> _What the task asks_
Count the lines in the data below that contain the string "white", and give only that number.

Collected data entries:

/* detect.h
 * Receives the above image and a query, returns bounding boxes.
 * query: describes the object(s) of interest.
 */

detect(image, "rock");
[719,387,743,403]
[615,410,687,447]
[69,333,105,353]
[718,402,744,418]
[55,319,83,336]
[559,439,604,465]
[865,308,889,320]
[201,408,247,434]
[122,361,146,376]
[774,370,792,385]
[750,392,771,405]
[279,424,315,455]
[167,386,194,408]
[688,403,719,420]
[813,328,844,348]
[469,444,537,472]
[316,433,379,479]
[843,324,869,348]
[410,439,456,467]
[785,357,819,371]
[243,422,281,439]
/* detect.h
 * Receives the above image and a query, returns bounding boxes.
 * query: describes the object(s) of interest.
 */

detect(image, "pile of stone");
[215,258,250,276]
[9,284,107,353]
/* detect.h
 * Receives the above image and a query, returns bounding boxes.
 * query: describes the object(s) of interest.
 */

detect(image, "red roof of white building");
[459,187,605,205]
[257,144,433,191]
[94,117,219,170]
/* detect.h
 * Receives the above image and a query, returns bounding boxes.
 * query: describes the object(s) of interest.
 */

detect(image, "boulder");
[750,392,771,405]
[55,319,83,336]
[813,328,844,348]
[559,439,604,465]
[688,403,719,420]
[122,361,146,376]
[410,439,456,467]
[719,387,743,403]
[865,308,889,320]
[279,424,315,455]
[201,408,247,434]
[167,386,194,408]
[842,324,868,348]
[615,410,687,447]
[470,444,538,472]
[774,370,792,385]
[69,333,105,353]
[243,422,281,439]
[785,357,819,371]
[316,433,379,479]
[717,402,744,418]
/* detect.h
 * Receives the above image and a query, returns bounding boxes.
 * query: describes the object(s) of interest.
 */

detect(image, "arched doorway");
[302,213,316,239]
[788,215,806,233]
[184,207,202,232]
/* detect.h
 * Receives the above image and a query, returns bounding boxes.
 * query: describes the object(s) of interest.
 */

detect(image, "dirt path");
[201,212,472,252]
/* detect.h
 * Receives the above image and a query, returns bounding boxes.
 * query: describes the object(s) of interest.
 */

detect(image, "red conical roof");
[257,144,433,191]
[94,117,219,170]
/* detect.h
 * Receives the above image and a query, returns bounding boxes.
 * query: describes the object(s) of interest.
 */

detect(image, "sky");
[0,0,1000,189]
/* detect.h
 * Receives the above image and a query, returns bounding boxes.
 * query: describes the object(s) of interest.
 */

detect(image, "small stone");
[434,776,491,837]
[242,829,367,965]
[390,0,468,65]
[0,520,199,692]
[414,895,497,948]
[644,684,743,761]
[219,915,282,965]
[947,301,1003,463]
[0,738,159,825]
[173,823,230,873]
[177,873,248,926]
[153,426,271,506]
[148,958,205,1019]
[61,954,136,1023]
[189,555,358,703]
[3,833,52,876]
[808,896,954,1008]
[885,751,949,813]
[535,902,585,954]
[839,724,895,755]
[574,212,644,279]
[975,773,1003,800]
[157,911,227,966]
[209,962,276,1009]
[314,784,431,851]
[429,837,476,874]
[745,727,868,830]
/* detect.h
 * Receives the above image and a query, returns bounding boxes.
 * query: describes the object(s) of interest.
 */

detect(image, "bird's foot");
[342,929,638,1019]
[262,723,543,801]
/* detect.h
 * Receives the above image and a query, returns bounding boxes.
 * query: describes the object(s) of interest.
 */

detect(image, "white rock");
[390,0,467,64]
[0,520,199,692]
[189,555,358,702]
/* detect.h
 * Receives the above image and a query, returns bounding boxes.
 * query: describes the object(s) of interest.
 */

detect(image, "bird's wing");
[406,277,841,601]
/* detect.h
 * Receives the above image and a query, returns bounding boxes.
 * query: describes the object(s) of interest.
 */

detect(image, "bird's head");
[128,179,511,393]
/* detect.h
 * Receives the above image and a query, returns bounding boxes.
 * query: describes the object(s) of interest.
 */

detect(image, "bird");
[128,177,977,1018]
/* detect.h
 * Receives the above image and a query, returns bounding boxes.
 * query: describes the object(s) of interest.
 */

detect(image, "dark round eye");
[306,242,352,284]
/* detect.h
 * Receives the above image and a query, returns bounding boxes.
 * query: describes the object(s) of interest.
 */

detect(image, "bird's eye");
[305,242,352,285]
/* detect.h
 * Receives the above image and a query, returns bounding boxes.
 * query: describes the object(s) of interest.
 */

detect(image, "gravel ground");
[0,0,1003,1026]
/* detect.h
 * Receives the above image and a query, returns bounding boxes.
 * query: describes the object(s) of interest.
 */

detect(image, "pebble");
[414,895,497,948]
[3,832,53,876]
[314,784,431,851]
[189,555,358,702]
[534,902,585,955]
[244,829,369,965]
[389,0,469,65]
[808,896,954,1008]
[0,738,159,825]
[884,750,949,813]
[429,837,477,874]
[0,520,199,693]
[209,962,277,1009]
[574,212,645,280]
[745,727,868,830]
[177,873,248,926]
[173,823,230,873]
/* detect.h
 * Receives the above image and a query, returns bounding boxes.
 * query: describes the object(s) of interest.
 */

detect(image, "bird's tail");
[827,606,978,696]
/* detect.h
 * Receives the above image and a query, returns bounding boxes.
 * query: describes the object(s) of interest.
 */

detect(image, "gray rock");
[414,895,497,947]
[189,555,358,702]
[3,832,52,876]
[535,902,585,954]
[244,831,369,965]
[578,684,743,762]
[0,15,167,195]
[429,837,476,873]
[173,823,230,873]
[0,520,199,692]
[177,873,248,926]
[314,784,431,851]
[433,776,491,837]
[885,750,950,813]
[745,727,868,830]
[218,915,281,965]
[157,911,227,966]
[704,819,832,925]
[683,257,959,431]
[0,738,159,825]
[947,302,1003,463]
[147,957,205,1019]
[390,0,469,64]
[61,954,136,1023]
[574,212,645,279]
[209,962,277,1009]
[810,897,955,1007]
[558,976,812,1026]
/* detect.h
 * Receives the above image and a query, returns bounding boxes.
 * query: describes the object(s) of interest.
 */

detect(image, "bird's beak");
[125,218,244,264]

> _Reply_
2